**Supplied entries**
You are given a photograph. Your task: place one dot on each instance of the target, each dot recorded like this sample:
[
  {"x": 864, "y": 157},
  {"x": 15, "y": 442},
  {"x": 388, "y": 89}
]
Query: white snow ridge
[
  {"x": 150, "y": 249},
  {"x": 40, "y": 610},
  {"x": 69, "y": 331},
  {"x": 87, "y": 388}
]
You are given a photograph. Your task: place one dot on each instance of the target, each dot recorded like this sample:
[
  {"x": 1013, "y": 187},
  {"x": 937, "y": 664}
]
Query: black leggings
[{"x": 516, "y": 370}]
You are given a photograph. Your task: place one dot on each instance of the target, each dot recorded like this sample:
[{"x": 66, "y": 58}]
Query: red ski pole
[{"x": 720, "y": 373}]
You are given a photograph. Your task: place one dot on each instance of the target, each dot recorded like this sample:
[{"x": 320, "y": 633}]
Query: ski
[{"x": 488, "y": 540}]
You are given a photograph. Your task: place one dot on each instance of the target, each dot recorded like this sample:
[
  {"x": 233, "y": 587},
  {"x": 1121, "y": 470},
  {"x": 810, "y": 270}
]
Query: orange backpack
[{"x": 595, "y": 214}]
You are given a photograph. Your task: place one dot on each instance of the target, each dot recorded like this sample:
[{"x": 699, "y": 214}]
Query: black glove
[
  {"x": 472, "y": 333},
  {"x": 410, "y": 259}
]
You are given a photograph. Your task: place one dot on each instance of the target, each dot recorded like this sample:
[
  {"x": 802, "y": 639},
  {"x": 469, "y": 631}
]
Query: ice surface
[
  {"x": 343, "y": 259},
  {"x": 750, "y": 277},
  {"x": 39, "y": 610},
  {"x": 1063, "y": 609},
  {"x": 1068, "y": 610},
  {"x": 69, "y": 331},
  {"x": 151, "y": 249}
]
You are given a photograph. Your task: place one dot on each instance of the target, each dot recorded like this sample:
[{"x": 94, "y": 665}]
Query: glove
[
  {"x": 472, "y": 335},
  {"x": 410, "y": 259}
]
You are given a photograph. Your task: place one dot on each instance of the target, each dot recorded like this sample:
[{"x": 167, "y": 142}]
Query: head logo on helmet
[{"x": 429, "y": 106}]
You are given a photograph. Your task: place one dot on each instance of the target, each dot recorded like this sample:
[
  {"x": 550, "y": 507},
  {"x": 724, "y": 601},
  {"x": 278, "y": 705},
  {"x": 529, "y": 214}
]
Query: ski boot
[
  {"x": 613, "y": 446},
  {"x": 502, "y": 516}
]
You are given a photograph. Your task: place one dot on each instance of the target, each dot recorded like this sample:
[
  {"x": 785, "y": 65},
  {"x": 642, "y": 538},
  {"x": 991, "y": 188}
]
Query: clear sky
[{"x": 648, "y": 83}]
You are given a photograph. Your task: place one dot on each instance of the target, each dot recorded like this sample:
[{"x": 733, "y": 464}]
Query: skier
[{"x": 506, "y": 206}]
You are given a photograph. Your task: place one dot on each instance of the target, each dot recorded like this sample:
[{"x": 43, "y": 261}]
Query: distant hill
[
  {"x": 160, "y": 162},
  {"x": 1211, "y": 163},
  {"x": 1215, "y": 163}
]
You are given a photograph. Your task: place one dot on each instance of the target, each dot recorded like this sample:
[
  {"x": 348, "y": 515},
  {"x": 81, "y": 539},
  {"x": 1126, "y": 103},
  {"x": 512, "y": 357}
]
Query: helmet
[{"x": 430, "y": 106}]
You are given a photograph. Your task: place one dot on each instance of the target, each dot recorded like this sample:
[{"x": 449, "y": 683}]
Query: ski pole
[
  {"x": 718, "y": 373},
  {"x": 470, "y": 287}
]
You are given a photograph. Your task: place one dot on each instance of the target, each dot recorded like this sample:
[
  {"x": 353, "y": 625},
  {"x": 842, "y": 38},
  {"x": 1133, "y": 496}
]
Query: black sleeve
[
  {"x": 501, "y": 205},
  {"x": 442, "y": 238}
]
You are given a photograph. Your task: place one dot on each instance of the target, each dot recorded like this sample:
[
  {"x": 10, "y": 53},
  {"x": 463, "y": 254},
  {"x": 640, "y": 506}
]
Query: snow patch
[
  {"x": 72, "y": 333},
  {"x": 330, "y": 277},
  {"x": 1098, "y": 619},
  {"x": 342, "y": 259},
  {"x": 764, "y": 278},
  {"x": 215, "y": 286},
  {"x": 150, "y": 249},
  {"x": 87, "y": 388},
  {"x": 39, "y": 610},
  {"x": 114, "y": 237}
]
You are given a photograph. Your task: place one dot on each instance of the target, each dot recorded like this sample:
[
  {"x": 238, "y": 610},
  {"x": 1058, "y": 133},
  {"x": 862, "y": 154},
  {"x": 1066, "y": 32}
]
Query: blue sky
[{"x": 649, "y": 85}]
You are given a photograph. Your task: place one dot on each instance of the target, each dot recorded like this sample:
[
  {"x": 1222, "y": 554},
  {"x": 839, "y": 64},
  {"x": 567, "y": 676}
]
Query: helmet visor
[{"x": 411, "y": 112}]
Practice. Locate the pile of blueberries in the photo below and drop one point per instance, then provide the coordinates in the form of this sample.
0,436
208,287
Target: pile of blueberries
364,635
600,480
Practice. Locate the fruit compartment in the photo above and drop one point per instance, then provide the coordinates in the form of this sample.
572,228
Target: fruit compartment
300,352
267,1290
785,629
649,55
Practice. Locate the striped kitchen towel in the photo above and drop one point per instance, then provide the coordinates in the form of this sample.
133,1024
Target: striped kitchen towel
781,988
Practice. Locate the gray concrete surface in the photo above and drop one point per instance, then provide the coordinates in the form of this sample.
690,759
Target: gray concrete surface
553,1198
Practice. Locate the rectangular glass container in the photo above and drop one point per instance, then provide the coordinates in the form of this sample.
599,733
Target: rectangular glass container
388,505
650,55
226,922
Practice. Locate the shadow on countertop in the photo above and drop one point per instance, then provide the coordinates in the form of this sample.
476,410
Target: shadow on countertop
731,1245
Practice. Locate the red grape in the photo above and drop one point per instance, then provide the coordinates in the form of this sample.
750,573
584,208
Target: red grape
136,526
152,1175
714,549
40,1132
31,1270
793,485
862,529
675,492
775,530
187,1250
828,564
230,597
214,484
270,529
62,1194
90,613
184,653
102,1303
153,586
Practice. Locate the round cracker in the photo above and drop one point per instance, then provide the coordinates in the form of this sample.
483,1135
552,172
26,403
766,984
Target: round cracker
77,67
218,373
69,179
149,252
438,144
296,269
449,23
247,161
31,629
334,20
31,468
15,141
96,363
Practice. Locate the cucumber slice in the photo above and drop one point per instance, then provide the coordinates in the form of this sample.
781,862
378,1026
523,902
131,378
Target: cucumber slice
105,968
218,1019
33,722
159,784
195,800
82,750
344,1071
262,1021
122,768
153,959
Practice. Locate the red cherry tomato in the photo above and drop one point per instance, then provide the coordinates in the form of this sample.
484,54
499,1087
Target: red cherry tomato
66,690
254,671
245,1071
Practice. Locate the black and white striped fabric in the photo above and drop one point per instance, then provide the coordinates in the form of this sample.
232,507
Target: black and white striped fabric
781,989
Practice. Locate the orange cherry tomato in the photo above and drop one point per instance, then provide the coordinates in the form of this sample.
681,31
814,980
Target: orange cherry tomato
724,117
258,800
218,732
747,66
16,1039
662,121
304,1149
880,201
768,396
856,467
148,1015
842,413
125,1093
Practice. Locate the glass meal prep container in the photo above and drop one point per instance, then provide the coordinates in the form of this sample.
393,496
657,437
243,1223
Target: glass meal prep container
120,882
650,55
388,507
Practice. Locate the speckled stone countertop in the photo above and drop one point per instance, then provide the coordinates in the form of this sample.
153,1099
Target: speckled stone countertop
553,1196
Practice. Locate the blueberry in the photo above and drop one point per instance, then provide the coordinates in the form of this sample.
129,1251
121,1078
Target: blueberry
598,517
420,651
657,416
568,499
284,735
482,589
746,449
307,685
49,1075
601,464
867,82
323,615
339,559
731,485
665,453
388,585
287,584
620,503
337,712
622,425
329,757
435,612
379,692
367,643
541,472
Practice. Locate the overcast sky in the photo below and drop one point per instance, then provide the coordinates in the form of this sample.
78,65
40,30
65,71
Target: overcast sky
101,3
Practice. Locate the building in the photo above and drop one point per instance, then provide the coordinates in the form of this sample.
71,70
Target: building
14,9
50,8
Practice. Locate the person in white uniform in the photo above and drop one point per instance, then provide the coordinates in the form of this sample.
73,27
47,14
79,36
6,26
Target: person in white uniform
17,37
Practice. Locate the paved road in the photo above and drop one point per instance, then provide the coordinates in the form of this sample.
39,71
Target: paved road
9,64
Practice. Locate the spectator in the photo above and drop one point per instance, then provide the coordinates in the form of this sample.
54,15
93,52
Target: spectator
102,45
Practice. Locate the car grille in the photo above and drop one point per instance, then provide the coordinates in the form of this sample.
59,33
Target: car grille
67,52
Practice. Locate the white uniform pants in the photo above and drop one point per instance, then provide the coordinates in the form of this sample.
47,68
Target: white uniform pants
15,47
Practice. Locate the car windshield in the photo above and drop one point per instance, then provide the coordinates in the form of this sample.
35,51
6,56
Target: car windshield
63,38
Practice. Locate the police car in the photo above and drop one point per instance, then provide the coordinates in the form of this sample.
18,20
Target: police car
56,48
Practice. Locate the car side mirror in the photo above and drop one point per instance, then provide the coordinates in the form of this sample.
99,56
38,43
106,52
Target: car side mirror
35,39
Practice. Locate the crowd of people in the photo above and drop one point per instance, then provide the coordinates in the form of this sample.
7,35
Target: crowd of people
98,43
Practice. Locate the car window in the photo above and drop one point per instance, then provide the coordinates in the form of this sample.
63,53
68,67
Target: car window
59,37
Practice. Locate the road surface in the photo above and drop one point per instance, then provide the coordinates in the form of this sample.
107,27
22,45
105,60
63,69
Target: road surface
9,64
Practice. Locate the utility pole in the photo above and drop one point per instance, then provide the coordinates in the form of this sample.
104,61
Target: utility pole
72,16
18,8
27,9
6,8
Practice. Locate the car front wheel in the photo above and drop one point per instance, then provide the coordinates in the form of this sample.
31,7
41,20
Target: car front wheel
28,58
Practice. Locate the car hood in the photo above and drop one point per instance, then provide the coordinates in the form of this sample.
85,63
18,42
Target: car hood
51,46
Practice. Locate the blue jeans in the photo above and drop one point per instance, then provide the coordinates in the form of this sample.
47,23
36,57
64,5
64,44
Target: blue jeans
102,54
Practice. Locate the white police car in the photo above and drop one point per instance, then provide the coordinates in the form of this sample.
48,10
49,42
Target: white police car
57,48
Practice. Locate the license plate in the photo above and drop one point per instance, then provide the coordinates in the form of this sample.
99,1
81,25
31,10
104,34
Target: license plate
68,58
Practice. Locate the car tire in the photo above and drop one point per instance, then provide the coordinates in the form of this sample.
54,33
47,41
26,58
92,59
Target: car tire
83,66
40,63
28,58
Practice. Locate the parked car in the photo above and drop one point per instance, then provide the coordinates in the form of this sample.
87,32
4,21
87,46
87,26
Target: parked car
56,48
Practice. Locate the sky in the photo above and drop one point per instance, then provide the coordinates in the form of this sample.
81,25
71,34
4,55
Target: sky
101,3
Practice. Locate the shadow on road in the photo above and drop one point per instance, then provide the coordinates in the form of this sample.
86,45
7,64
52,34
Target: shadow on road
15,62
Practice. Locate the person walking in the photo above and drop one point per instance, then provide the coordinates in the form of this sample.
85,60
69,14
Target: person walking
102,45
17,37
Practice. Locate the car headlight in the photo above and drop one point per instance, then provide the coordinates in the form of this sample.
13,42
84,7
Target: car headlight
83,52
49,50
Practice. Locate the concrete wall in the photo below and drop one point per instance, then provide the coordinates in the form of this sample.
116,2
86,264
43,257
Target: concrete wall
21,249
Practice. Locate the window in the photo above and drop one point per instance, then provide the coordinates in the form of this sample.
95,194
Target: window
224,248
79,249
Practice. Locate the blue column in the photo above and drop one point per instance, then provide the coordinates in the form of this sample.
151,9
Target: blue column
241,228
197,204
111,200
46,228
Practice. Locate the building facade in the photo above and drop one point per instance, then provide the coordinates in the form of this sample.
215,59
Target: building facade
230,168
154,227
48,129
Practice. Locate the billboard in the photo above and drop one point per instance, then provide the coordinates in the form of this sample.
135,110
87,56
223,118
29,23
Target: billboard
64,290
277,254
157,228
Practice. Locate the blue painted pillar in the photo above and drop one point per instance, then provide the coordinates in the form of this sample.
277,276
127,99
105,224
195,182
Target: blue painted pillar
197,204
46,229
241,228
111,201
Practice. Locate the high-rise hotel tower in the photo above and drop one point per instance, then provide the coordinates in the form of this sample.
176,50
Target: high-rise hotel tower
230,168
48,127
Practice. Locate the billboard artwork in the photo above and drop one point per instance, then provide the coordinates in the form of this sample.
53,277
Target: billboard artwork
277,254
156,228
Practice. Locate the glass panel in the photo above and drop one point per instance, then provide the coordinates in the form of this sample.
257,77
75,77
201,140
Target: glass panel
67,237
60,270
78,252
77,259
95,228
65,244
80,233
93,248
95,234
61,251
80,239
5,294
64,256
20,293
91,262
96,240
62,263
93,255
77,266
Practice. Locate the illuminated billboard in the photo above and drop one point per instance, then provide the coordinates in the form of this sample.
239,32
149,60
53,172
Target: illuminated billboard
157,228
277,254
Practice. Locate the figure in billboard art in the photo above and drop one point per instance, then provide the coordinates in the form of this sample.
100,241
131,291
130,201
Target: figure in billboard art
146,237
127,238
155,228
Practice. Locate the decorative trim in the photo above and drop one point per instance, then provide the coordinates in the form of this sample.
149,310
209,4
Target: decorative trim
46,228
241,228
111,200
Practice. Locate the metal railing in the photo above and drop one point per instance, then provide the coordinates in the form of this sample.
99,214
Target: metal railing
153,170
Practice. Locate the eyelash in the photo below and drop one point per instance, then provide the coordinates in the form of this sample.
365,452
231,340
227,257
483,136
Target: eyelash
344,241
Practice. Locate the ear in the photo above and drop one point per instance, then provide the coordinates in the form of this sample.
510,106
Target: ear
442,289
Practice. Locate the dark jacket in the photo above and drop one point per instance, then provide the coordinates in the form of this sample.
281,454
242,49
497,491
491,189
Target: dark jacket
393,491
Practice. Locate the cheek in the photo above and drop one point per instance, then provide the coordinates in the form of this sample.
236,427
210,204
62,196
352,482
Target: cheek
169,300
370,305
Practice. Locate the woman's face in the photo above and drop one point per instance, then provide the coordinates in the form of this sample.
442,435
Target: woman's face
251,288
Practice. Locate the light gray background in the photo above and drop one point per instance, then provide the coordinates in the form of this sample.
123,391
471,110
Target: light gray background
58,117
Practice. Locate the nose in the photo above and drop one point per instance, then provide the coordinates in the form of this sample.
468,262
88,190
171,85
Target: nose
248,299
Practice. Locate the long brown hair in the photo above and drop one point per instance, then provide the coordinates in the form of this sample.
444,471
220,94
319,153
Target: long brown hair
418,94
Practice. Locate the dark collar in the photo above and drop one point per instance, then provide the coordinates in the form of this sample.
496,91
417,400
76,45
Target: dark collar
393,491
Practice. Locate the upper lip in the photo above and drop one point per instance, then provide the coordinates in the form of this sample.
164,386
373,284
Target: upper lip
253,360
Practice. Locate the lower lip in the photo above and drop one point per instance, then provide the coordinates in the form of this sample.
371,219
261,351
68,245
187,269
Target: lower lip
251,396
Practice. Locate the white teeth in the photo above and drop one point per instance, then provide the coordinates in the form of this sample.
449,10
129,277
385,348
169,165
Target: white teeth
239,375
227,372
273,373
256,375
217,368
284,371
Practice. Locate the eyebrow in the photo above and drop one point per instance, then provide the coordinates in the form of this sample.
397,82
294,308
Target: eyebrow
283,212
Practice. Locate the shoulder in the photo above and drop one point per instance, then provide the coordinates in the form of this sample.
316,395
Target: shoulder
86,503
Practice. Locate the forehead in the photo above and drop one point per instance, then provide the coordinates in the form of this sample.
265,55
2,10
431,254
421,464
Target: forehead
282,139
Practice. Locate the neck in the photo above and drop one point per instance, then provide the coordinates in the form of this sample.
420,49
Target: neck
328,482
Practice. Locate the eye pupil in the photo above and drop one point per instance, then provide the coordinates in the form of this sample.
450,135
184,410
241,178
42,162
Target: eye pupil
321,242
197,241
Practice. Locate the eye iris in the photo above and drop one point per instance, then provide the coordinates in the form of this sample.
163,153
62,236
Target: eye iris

**Problem**
Which of the lines above hold the string "iris"? Copy each one.

**Reply to the exercise**
Practice. Locate the eye iris in the photo above and drop one point per instance, then provide the coordinates in the form of this sample.
Target: eye iris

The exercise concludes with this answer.